▶ [RECORDS PROVIDED]:
════════════════

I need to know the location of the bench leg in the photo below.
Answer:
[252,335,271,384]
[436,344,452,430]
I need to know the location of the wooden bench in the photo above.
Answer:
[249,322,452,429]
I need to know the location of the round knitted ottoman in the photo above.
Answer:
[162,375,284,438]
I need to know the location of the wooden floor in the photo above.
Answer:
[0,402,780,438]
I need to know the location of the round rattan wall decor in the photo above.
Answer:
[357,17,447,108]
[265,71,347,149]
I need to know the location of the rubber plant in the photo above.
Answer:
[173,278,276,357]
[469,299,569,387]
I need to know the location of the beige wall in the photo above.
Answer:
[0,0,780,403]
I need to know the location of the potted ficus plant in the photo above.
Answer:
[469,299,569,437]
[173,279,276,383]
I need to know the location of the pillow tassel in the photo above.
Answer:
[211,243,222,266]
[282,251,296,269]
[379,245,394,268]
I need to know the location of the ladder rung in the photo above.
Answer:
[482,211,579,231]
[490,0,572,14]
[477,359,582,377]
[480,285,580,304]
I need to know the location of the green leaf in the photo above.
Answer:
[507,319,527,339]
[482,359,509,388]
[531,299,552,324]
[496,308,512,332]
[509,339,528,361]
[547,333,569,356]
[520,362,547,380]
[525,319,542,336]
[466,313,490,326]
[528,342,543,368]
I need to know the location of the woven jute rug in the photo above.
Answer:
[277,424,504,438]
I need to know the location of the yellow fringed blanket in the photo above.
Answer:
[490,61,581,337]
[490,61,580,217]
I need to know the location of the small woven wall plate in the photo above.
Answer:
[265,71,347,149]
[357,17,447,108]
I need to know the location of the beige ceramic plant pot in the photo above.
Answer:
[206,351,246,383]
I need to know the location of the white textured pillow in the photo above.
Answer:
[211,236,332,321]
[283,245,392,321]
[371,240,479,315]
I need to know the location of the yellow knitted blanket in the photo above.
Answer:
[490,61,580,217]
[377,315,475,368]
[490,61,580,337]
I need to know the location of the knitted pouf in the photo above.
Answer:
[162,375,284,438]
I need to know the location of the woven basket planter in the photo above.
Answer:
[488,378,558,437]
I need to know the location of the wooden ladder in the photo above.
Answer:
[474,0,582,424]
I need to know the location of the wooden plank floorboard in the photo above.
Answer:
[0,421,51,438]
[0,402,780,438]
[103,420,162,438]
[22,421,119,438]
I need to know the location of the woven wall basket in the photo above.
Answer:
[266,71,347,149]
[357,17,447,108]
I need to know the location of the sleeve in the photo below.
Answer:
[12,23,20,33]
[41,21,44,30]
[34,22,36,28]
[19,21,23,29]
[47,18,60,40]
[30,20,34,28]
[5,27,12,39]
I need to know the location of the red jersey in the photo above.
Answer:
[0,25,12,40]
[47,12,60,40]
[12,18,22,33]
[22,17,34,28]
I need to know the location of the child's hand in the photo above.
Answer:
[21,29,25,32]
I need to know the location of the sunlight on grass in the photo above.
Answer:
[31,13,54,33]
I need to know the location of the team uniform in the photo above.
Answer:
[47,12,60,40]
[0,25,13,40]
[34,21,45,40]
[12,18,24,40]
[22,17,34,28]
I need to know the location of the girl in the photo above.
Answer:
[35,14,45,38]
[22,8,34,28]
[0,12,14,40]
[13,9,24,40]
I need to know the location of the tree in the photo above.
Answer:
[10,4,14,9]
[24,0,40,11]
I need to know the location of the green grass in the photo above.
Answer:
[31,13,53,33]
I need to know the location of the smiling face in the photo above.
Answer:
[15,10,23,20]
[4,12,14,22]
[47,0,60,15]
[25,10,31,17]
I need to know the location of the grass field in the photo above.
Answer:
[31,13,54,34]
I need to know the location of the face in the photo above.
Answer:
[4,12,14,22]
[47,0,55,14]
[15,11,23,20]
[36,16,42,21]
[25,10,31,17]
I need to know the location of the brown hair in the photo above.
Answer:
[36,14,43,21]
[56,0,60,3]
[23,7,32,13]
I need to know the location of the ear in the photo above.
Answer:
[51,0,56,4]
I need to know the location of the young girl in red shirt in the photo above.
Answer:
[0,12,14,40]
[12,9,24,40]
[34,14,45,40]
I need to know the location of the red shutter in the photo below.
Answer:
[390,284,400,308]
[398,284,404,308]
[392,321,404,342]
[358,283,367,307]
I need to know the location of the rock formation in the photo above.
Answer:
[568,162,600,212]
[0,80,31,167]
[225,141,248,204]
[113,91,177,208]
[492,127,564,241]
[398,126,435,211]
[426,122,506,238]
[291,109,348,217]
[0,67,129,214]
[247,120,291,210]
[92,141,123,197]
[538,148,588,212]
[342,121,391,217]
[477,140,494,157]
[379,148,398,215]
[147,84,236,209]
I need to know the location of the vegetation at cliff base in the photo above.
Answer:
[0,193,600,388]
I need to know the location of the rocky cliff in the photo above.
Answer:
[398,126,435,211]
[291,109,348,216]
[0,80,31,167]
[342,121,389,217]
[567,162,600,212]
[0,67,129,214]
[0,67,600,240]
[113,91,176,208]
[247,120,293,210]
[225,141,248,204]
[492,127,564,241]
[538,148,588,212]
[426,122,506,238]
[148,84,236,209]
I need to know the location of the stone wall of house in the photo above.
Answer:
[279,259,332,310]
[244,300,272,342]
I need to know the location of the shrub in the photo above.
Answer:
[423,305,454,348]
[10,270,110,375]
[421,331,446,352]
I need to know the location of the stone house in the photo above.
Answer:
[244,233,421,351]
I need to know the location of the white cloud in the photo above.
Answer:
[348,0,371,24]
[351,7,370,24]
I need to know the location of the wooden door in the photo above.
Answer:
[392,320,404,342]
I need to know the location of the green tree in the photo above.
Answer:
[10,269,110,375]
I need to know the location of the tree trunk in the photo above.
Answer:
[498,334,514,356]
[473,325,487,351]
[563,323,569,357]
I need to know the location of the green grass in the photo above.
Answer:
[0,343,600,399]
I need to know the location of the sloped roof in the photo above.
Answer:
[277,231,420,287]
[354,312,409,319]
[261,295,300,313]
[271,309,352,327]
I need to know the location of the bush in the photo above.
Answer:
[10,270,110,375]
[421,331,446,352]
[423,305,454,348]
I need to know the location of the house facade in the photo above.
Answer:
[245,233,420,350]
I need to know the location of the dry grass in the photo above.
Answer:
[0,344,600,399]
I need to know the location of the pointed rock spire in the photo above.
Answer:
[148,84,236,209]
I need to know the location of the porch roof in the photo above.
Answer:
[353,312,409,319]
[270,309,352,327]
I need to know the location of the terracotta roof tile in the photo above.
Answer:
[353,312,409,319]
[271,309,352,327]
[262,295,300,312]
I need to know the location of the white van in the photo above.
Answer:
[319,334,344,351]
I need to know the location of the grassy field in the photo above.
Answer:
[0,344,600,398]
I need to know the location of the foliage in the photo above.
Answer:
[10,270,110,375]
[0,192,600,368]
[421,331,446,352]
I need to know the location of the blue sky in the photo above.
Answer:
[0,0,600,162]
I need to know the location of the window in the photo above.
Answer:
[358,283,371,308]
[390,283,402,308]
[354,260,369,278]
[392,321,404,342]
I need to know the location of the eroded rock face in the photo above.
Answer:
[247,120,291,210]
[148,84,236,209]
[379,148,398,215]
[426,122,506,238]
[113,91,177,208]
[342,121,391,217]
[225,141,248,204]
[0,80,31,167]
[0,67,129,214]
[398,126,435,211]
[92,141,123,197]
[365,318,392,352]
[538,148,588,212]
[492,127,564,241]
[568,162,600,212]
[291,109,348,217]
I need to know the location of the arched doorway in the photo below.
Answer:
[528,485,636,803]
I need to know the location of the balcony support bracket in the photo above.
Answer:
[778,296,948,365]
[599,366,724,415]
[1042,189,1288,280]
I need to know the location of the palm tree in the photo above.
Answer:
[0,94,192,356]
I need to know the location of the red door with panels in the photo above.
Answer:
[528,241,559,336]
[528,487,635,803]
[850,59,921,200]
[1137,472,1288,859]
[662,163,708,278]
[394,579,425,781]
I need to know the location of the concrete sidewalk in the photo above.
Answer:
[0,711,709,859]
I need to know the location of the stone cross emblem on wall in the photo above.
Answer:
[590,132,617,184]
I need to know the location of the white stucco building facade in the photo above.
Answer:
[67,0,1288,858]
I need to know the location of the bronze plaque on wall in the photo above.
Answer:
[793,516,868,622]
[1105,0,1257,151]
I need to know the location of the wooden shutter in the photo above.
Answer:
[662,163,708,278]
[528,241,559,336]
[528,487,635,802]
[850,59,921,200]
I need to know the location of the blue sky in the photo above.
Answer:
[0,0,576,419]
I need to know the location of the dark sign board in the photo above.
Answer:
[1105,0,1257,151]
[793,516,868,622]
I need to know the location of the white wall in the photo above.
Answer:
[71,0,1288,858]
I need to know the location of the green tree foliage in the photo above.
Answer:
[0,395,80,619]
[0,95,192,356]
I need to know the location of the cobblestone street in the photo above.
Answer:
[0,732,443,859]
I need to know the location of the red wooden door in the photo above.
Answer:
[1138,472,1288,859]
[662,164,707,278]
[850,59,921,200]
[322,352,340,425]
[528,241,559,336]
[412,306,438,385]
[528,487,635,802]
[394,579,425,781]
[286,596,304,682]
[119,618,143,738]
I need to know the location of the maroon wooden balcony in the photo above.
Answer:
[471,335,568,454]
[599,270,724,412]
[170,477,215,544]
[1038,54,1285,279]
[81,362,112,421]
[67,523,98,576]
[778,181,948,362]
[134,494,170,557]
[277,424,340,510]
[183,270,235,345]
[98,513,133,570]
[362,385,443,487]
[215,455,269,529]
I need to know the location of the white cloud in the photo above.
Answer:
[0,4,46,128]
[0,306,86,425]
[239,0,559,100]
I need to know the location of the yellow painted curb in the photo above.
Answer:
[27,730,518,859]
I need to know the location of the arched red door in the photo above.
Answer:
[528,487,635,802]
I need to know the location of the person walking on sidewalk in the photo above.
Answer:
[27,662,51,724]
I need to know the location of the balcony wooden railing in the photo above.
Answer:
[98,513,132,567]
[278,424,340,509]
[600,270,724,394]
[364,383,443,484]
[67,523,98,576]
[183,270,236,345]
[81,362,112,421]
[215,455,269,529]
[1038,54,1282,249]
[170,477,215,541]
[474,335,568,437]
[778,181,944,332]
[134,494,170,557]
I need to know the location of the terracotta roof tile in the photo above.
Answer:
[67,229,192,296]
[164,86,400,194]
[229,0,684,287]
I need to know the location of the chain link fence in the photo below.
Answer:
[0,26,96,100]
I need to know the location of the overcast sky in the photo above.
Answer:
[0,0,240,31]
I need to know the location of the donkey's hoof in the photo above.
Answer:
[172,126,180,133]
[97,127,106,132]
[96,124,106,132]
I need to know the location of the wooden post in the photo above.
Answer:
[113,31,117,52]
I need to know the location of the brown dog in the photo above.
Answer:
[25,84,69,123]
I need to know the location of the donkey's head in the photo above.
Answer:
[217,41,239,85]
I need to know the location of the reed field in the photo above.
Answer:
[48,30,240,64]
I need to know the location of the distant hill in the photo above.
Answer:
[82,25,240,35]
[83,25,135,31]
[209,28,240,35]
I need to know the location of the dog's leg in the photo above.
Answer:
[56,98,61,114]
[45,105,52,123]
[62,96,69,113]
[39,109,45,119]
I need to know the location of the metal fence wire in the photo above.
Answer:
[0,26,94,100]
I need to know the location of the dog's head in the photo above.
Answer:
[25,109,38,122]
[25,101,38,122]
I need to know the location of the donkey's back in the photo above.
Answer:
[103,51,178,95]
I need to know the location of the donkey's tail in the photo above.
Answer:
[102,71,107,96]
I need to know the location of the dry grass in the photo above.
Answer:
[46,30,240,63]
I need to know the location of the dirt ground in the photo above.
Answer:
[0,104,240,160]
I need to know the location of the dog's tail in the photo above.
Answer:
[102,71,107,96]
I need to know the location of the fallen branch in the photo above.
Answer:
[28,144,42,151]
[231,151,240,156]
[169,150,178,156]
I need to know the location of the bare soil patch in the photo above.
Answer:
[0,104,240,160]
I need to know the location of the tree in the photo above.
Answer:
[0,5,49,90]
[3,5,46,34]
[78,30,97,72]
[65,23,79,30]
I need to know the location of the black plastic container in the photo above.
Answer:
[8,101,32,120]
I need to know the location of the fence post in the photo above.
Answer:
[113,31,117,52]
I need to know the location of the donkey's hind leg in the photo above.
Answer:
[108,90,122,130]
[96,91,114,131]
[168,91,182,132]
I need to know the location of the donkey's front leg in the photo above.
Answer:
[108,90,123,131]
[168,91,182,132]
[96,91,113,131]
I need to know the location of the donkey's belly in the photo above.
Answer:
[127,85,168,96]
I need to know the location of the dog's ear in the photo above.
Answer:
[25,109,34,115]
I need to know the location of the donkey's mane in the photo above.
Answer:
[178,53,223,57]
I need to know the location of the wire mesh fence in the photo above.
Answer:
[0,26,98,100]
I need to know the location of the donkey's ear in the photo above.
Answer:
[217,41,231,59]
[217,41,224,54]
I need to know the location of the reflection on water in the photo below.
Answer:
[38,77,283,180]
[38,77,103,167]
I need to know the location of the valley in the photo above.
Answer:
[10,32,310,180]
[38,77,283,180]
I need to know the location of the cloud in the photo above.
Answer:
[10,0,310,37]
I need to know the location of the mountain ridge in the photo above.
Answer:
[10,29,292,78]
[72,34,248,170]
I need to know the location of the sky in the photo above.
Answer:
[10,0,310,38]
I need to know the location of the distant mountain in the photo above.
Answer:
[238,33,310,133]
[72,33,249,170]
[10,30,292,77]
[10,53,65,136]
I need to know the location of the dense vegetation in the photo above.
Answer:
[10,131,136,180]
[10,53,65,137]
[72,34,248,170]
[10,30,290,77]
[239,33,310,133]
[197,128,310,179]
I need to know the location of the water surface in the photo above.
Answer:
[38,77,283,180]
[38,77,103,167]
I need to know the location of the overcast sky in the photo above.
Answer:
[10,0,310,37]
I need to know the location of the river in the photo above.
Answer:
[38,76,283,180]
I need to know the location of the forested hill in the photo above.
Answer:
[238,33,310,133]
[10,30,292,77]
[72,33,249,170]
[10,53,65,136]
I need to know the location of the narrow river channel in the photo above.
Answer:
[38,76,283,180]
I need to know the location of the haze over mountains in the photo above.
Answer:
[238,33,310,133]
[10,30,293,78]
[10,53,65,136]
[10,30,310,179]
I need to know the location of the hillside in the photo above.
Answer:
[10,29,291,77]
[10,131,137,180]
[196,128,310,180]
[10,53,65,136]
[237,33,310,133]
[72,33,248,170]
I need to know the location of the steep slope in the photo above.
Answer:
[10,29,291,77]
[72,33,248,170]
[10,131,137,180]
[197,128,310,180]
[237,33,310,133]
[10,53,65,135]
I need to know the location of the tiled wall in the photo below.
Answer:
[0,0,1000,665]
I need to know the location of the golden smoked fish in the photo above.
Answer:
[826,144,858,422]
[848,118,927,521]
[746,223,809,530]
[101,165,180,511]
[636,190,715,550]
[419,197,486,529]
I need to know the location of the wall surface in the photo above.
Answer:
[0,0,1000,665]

════════════════

Copy the rows verbatim, everything from the line containing "I need to know the location of the beige ceramic" down to the line containing "[31,13,54,33]", with both of those lines included.

▶ [TASK RESULT]:
I need to know the location of the beige ceramic plant pot in the photo above.
Answer:
[206,351,246,383]
I need to know the location of the white textured pillow in the photo above.
Answer:
[211,236,332,321]
[283,245,392,321]
[371,240,479,315]
I need to know the location of the yellow knitted blanket in the photo above.
Answer:
[490,61,580,217]
[377,315,475,368]
[490,61,580,337]
I need to know the location of the knitted pouf in the photo above.
Answer:
[162,375,284,438]
I need to know the location of the woven basket planter in the photo above.
Answer:
[488,378,558,437]
I need to know the location of the wooden ladder in the photo above.
Answer:
[474,0,582,424]
I need to know the location of the wooden plank floorboard in the photo above.
Answer:
[0,421,51,438]
[0,402,780,438]
[103,420,162,438]
[22,421,119,438]
I need to know the location of the woven wall basket in the photo above.
Answer:
[266,71,347,149]
[357,17,447,108]
I need to know the location of the sleeve in the photo below.
Answer:
[12,23,20,33]
[41,21,44,30]
[34,22,36,28]
[19,21,23,29]
[47,18,60,40]
[30,20,34,28]
[5,27,12,39]
I need to know the location of the red jersey in the photo above.
Answer:
[0,25,12,40]
[47,12,60,40]
[12,18,22,33]
[22,17,34,28]
I need to know the location of the child's hand in the photo above.
Answer:
[21,29,25,32]
I need to know the location of the sunlight on grass in the photo above.
Answer:
[31,13,54,33]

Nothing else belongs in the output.